Exercise description: Count the lines in the records below that contain the string "water", treating uppercase and lowercase letters as different. Reply with the number alone.

Supplied records:
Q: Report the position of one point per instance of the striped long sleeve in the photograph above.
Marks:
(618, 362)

---

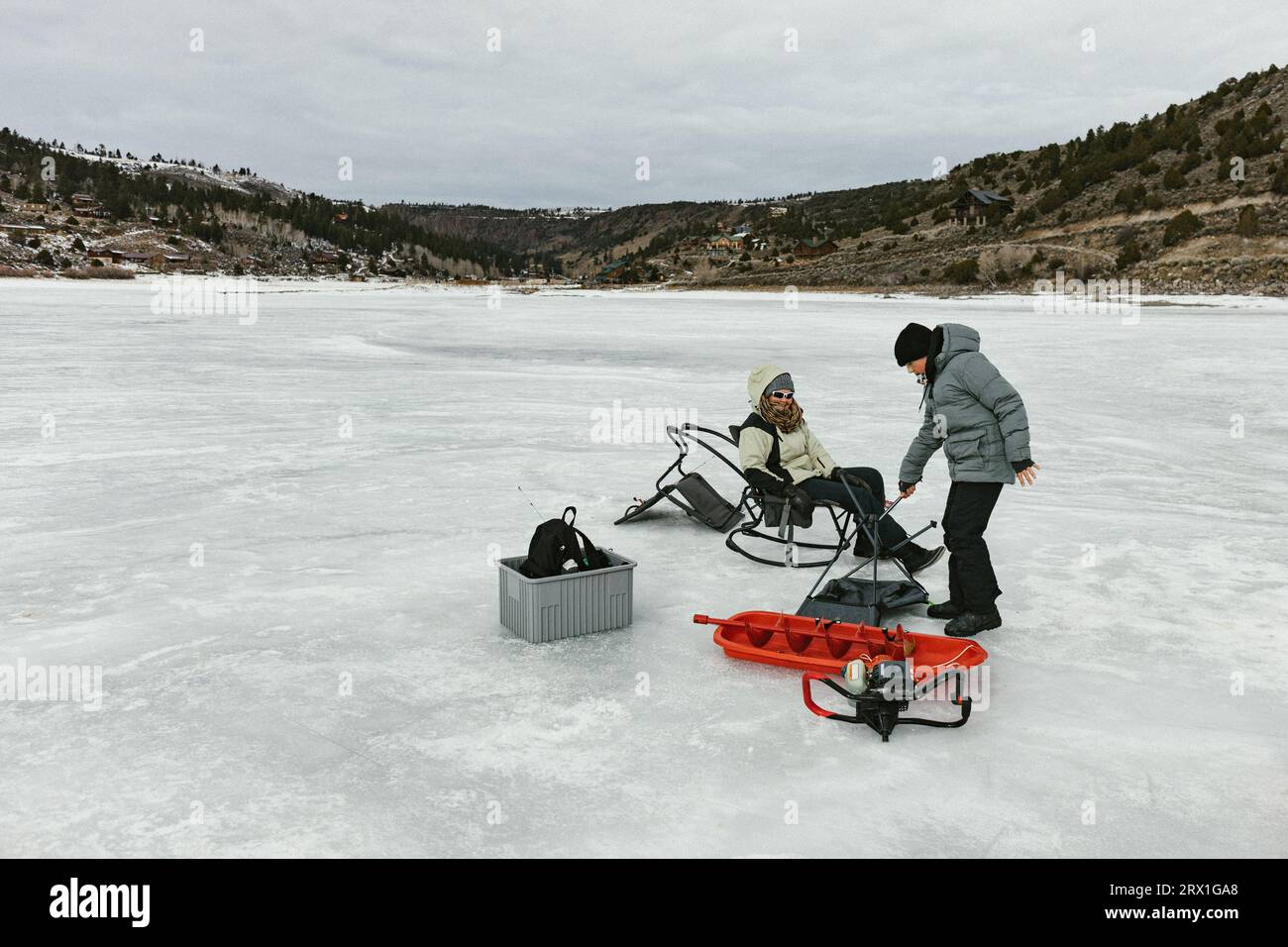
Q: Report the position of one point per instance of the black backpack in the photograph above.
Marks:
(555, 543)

* * *

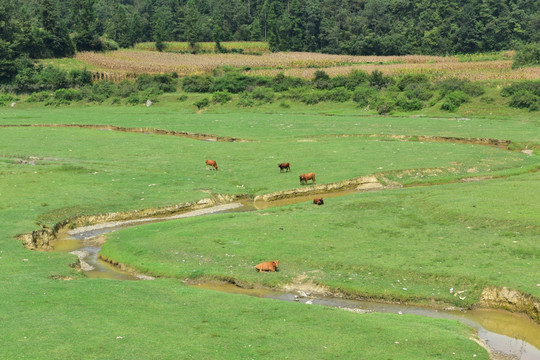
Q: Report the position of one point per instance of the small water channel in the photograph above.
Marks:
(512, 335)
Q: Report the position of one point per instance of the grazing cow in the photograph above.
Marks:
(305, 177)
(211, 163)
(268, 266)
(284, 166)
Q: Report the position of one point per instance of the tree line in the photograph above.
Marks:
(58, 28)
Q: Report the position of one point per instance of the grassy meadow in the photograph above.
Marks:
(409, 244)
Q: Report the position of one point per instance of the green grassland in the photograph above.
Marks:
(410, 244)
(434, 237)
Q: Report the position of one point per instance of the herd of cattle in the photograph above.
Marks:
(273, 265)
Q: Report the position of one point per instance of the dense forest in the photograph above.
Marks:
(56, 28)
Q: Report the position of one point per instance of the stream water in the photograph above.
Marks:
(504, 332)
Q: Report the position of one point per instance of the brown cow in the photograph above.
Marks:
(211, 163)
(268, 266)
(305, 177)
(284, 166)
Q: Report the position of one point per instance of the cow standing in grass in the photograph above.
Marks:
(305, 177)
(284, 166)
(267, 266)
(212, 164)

Task output: 2